Questions to answer:
- A) In the text about Noyes and Caltech chemistry, who was the only organic chemist in Noyes's division?
- B) Write the next part of the passage about Noyes's plans for chemistry at Caltech, starting after its final sentence.

Noyes, adept at getting Carnegie money for his physical chemistry projects, targeted the Rockefeller Foundation for a maj
or expansion of organic chemistry. This was a weak point at Caltech. The only organic chemist in Noyes's division was a holdover from the Throop days named Howard Lucas, a man Noyes considered less than stellar. But to Noyes, organic chemistry—the study of the carbon-based compounds, the molecules of life—was the cornerstone that needed to be laid before he could build other areas in which he had long been interested: biochemistry and medical research. Noyes had come to believe that this was the next great step for his branch of science, a move into crossover areas where chemistry could help revolutionize biology, just as Noyes had helped physics revolutionize chemistry. As early as 1922 he had okayed a pilot project to produce insulin at Caltech and then expanded it with Carnegie money during the next few years; he even gave thought to building a research-oriented medical school at Caltech.

Entries provided:
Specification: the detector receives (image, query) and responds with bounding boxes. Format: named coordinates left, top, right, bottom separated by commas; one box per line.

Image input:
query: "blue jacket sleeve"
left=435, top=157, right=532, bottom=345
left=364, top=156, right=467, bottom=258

Responses by task:
- A) Howard Lucas, a holdover from the Throop days.

- B)
But the first step was organic chemistry. Here he wanted to find a new man, a scientific star with international fame around whom an entire research group could revolve, and he went searching for money to make it happen. Noyes talked the Rockefeller Foundation out of a large grant in the mid-1920s that included money to hire a new organic chemist but then could not find anyone to fill the position. Organic chemistry was a European, especially German, specialty, and it was difficult to find any top-flight American researchers. James Bryant Conant was the number-one man in the United States, but after visiting Caltech for two months in 1927, he accepted a Harvard counteroffer. Then Noyes's health began to decline, and he put his energy elsewhere. The job was still vacant in 1930 when the Rockefeller Foundation gave Caltech another huge grant: half a million dollars, with a pledge of that much more for the development of the natural sciences, including funds to begin plans for a new organic chemistry wing on the Gates Laboratory.